→ Some records
## begin

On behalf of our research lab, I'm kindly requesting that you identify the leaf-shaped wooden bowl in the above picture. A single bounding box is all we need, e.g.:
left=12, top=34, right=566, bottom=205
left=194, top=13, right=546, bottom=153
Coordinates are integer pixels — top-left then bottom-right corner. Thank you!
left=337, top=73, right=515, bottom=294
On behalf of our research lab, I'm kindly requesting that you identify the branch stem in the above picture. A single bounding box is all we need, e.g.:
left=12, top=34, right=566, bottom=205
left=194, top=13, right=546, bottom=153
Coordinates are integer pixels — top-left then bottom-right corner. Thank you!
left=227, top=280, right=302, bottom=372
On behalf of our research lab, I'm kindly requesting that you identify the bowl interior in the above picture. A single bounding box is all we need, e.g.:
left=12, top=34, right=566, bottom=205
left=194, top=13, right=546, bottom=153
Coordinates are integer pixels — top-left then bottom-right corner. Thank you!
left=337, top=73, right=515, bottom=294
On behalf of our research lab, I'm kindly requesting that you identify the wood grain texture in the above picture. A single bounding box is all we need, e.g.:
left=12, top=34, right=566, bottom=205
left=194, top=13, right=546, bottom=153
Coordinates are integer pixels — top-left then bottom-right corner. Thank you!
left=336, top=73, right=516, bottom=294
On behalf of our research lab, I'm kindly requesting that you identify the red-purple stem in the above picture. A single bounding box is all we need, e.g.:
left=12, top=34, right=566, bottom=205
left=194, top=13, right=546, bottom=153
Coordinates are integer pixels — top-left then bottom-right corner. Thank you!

## end

→ EXERCISE AIM
Report every line in the items above that contains the word "kindly", copying each such line in full. Case counts.

→ RESPONSE
On behalf of our research lab, I'm kindly requesting that you identify the leaf-shaped wooden bowl in the above picture. A single bounding box is all we need, e.g.:
On behalf of our research lab, I'm kindly requesting that you identify the branch stem in the above picture. A single bounding box is all we need, e.g.:
On behalf of our research lab, I'm kindly requesting that you identify the bowl interior in the above picture. A single bounding box is all we need, e.g.:
On behalf of our research lab, I'm kindly requesting that you identify the wood grain texture in the above picture. A single bounding box is all we need, e.g.:
On behalf of our research lab, I'm kindly requesting that you identify the red-purple stem in the above picture. A single bounding box is all we need, e.g.:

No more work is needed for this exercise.